Your objective:
In the post below about reading queer work with students, which journal published the essay "Origin of Dress"?

Text to read:

Reading Queer Work with Students Part II

Thank you to everyone who has read and commented on my post about reading queer work with students.

I chose to read the essay, “Origin of Dress” by Christina Quintana, published in Nimrod International Journal 59.2 Spring/Summer 2016 (please check out my literary magazine review of Nimrod for New Pages).

The essay was well received! Students who came to meet with me the week before saying nonfiction was boring, found Quintana’s essay not only engaging but relatable. I used this piece as an introduction to creative nonfiction and asked students to write some creative nonfiction of their own. Most students brought detailed understandings of themselves living in a gendered world.

When we put the piece away, one student asked, “So, will we read more stories like this?” She meant more nonfiction.

And while I was concerned to read work by queer authors and work featuring queer content and protagonists, I knew this was the right thing to do. Not only had some students expressed an interest in reading and learning about LGBTQ issues, but I also knew any fear I had was my own internalized homophobia. I didn’t want to read queer work for fear I was pushing the gay agenda, or flaunting my queer identity.

Students’ comfortability with queer content varied, but no one shut down or was visibly distressed. In some meetings the author’s sexuality never came up at all. In others, the student was the one to name Quintana’s sexuality as part of their discussion of the narrative.

Excerpts from a detection dataset

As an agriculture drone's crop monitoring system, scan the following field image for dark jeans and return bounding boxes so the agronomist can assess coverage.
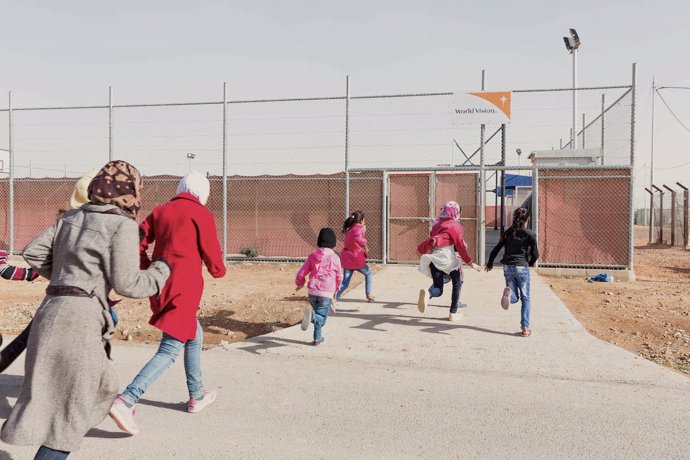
[34,446,69,460]
[429,264,462,313]
[309,295,333,342]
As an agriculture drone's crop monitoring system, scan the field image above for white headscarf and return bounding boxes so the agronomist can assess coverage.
[175,171,211,206]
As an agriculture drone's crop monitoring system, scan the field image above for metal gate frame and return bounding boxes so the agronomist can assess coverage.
[382,170,480,264]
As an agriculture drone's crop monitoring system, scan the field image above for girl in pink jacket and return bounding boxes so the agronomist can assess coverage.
[336,211,374,302]
[295,228,342,345]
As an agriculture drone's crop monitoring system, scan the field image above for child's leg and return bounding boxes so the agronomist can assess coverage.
[503,265,518,303]
[122,332,184,404]
[450,270,462,313]
[0,321,33,372]
[429,264,443,297]
[335,268,355,299]
[515,267,530,329]
[357,264,373,297]
[309,296,333,342]
[184,321,204,399]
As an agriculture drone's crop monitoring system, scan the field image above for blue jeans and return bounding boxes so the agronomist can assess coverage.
[34,446,69,460]
[429,264,462,313]
[122,321,204,404]
[309,295,333,341]
[336,264,372,299]
[503,265,530,328]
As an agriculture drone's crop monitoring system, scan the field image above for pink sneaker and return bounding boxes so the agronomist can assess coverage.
[108,395,139,436]
[187,390,218,414]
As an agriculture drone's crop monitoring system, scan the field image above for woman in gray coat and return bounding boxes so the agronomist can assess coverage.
[0,161,170,459]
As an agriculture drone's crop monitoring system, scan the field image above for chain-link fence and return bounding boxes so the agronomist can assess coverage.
[647,182,690,249]
[0,70,634,266]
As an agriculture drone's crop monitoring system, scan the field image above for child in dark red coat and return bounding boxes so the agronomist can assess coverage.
[110,171,226,434]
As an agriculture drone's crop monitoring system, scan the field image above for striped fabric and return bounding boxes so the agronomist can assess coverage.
[0,251,38,281]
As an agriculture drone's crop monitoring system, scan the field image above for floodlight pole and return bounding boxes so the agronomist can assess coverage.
[477,70,486,266]
[570,48,577,149]
[649,77,656,244]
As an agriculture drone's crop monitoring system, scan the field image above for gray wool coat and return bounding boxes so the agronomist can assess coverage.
[0,204,170,452]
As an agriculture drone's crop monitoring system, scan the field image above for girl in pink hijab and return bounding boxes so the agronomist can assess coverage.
[417,201,482,321]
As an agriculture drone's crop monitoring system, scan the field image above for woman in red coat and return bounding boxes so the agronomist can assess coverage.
[110,171,225,434]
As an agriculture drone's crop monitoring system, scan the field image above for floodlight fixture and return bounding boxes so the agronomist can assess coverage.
[563,29,580,53]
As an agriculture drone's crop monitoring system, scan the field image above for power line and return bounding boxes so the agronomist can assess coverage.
[655,161,690,171]
[656,87,690,133]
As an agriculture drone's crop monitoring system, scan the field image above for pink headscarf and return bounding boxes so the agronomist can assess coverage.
[432,201,462,225]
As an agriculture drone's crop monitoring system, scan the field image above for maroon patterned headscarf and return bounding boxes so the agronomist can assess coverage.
[88,160,142,218]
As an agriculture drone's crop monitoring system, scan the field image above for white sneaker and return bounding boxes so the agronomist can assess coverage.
[448,313,462,322]
[501,287,513,310]
[187,390,218,414]
[302,307,311,331]
[417,289,429,313]
[108,396,139,436]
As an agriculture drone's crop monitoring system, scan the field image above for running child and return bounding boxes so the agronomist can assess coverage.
[486,208,539,337]
[110,171,226,435]
[295,228,342,345]
[417,201,482,321]
[335,211,375,302]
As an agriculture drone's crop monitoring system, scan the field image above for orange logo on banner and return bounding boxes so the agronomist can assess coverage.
[469,91,510,120]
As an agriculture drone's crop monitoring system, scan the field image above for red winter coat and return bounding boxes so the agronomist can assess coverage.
[417,219,472,265]
[139,193,225,342]
[340,224,367,270]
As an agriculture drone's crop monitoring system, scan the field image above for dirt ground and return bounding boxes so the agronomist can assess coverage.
[0,258,380,346]
[549,232,690,376]
[0,235,690,375]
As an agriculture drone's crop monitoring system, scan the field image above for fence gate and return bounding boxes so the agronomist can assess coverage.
[386,172,479,263]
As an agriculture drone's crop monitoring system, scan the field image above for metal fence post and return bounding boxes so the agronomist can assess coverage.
[652,184,664,243]
[501,124,506,235]
[223,82,228,258]
[663,185,676,246]
[676,182,690,249]
[7,91,14,255]
[108,86,113,161]
[531,165,544,266]
[628,63,637,270]
[601,94,606,166]
[477,70,486,266]
[382,170,391,264]
[345,75,350,219]
[381,170,388,264]
[645,187,654,244]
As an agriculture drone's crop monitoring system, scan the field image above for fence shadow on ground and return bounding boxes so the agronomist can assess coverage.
[238,332,312,355]
[334,312,519,336]
[86,428,132,439]
[199,310,293,337]
[139,399,187,412]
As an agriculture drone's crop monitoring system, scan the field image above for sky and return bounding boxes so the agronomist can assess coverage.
[0,0,690,207]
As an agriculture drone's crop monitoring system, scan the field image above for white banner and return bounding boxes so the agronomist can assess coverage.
[453,91,512,125]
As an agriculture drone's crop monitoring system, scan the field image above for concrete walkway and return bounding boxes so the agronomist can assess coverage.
[0,266,690,459]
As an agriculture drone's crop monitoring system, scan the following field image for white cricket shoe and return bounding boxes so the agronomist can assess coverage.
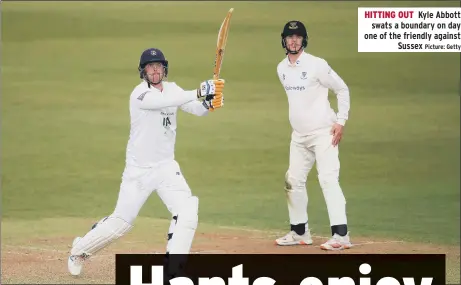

Full answer:
Nimrod International Journal, issue 59.2, Spring/Summer 2016.